» Given information:
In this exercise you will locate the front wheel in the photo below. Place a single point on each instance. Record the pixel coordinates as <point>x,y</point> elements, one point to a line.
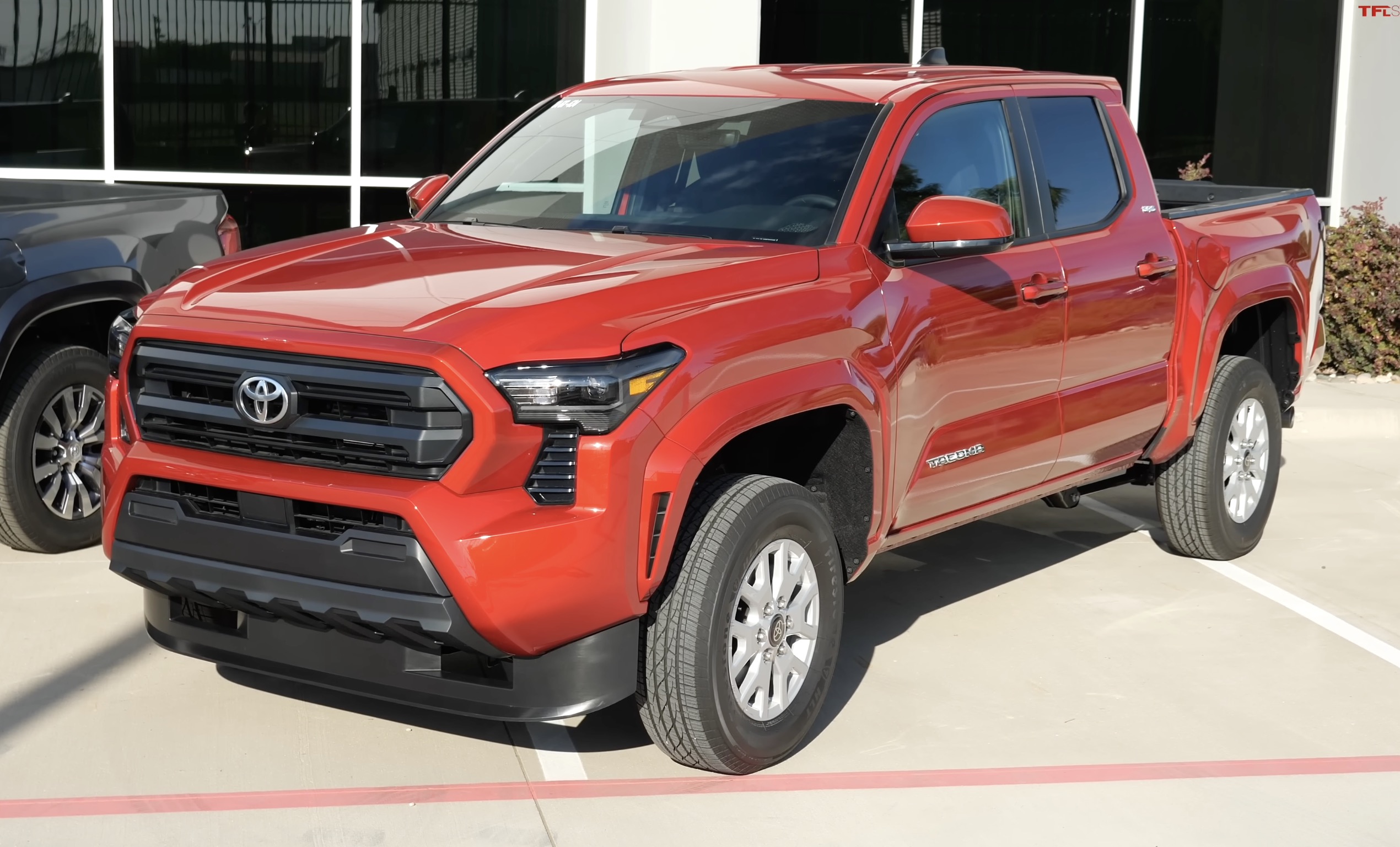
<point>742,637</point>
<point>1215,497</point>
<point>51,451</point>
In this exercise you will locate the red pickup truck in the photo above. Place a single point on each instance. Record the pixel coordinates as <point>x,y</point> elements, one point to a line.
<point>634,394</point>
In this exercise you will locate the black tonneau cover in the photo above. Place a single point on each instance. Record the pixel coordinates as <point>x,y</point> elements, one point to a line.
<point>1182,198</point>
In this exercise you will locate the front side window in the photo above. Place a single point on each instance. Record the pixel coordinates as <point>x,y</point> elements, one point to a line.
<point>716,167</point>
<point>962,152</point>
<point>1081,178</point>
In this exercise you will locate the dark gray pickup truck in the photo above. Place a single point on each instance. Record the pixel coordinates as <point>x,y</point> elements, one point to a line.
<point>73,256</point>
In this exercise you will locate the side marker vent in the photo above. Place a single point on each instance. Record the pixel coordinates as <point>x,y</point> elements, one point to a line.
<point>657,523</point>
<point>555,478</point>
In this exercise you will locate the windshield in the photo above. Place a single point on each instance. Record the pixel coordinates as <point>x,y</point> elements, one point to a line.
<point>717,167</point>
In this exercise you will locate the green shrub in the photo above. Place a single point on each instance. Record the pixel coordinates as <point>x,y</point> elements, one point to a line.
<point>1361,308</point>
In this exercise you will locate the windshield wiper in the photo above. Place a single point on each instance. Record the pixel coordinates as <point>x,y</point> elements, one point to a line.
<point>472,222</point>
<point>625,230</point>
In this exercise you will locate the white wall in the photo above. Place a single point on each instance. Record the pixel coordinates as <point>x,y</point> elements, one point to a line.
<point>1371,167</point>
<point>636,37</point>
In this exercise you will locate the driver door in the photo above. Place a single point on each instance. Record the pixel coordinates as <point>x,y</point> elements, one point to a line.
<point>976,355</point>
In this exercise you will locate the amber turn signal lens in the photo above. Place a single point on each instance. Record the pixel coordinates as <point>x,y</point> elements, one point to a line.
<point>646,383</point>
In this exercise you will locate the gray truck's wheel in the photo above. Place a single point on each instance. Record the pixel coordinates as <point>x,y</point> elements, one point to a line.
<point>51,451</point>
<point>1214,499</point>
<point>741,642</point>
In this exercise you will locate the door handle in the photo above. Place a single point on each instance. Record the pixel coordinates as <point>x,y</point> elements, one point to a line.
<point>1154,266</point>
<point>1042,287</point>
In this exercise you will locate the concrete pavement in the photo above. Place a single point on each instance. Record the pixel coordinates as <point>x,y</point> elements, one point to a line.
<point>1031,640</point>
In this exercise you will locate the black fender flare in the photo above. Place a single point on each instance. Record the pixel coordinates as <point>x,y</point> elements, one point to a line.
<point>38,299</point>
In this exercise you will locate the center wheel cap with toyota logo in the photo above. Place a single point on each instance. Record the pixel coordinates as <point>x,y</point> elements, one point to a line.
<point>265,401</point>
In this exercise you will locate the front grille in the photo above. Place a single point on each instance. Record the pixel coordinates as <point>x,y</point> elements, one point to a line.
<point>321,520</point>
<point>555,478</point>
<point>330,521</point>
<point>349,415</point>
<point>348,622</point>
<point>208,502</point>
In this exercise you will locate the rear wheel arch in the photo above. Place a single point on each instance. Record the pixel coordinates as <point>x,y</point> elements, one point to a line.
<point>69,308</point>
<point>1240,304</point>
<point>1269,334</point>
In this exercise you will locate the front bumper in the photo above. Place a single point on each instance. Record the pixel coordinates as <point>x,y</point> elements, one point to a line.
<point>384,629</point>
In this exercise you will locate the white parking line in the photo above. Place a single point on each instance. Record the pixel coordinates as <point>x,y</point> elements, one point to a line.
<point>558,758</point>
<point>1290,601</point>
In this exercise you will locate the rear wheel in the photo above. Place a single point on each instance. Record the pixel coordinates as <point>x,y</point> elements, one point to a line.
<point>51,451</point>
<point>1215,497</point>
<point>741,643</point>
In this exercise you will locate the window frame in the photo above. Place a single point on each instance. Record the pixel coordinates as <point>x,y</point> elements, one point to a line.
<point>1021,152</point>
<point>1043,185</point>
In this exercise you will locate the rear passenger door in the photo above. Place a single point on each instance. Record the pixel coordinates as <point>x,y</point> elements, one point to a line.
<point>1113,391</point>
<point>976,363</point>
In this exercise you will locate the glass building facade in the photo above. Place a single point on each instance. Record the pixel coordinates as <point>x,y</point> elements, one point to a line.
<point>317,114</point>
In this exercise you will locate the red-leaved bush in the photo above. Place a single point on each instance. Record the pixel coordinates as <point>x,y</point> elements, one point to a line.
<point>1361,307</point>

---

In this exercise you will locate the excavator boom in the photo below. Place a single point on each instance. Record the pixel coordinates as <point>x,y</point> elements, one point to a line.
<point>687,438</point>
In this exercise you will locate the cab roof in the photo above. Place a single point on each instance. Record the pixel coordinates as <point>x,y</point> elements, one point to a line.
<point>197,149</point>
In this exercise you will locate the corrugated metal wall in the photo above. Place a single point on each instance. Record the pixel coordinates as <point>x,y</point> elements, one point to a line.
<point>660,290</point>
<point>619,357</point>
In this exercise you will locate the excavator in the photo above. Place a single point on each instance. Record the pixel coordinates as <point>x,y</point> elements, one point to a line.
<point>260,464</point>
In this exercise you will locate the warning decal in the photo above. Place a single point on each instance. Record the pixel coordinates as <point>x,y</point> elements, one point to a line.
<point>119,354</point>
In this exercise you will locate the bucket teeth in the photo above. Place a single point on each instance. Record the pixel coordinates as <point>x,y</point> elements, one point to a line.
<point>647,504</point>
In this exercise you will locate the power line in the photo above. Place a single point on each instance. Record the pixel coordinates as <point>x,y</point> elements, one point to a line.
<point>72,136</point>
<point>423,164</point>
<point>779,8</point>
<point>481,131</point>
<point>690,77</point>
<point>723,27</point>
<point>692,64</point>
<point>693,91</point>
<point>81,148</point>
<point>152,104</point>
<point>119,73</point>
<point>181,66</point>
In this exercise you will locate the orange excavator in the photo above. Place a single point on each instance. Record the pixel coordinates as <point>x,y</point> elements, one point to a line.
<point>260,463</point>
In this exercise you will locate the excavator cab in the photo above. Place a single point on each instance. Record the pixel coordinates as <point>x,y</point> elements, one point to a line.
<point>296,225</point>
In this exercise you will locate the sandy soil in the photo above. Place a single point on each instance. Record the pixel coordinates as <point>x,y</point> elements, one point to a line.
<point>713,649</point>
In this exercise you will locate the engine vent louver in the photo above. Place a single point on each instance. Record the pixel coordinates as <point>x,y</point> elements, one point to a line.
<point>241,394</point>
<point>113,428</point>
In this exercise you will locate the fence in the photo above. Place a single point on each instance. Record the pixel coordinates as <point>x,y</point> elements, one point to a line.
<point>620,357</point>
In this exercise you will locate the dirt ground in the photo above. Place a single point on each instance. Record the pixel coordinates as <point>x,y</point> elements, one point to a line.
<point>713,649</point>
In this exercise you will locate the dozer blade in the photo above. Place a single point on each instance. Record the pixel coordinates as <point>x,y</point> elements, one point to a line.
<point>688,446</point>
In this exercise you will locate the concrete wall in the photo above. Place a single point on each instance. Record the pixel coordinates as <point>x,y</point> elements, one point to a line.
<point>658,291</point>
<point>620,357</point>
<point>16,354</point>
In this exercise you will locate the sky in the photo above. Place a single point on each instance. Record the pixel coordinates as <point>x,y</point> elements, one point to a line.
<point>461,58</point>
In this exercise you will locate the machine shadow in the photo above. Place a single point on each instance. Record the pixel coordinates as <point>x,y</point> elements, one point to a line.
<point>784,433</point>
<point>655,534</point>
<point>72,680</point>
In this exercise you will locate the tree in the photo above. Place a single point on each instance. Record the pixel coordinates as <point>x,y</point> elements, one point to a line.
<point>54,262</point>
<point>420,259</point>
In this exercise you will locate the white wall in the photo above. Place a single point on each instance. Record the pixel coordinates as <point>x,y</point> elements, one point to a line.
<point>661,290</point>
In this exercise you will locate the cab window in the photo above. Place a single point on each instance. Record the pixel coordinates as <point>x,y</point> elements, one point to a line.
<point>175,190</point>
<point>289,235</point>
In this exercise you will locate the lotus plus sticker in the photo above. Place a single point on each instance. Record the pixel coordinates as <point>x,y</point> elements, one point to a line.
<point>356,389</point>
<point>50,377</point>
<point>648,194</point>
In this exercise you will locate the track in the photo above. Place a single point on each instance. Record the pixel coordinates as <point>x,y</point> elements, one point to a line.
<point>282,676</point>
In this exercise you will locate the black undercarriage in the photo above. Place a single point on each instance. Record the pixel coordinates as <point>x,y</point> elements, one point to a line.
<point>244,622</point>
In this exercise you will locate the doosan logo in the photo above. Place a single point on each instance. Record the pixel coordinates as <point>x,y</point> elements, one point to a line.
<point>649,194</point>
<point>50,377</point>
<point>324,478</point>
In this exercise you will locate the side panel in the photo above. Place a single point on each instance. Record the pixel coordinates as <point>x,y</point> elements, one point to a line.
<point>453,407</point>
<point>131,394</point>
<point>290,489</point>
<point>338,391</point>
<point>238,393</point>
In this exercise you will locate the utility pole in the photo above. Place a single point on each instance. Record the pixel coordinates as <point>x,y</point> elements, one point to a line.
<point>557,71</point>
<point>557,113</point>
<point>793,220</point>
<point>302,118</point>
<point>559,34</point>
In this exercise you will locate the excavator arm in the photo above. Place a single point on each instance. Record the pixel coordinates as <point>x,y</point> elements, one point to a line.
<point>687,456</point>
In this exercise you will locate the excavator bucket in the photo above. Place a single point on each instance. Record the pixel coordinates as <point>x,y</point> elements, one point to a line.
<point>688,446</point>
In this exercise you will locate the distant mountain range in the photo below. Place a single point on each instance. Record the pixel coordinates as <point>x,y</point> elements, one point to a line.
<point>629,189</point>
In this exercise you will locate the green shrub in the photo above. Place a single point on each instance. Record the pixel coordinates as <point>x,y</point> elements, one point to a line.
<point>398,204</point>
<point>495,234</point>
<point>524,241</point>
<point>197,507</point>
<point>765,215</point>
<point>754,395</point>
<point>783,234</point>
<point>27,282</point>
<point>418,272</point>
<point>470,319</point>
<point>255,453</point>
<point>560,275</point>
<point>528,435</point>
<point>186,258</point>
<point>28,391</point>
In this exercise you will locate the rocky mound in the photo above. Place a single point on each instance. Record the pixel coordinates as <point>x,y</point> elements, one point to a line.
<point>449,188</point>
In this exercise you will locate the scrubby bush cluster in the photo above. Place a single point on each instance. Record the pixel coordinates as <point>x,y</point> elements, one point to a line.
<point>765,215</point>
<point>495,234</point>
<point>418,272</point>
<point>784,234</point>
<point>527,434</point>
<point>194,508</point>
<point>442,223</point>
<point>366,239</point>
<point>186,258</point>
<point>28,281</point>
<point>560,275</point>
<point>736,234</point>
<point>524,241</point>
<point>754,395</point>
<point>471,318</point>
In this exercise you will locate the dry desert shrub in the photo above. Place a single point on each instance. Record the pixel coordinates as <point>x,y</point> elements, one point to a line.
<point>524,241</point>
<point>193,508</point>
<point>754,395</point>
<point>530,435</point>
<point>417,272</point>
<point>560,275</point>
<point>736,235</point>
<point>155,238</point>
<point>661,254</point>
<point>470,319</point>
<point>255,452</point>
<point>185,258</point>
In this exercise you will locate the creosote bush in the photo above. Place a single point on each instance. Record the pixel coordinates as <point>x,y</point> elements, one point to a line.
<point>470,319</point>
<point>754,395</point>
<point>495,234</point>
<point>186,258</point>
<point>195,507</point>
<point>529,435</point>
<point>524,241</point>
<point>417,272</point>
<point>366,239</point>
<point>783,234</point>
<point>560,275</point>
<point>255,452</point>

» What the task asks: Turn the data from the line containing "In this exercise you will locate the windshield in" up to and including the line containing "<point>976,355</point>" into a numbered list, omitting any blank lines.

» Full response:
1. In this exercise you will locate the windshield in the photo above. Place a single point on each instance. Record the pixel coordinates as <point>x,y</point> elements, one point to a line.
2. <point>717,167</point>
3. In this exercise you will locate the green shrub in the photo above. Place a single point on each instance. Record the pixel coordinates as <point>x,y</point> elements, one point to a line.
4. <point>1361,308</point>
5. In this exercise you will locate the windshield wiper in the photo above. Place a single point on each instance. Record the pixel coordinates as <point>x,y</point> elements, one point to a line.
6. <point>472,222</point>
7. <point>625,230</point>
8. In this exercise you will locate the white wall in the photo above. Place a single point on each instance. Record the pixel coordinates as <point>x,y</point> elements, one point to a line.
9. <point>1371,167</point>
10. <point>636,37</point>
11. In this exercise you will locate the driver door in the photo above. Place a single point on each instance. Record the pixel coordinates as <point>x,y</point> elements, one point to a line.
12. <point>976,355</point>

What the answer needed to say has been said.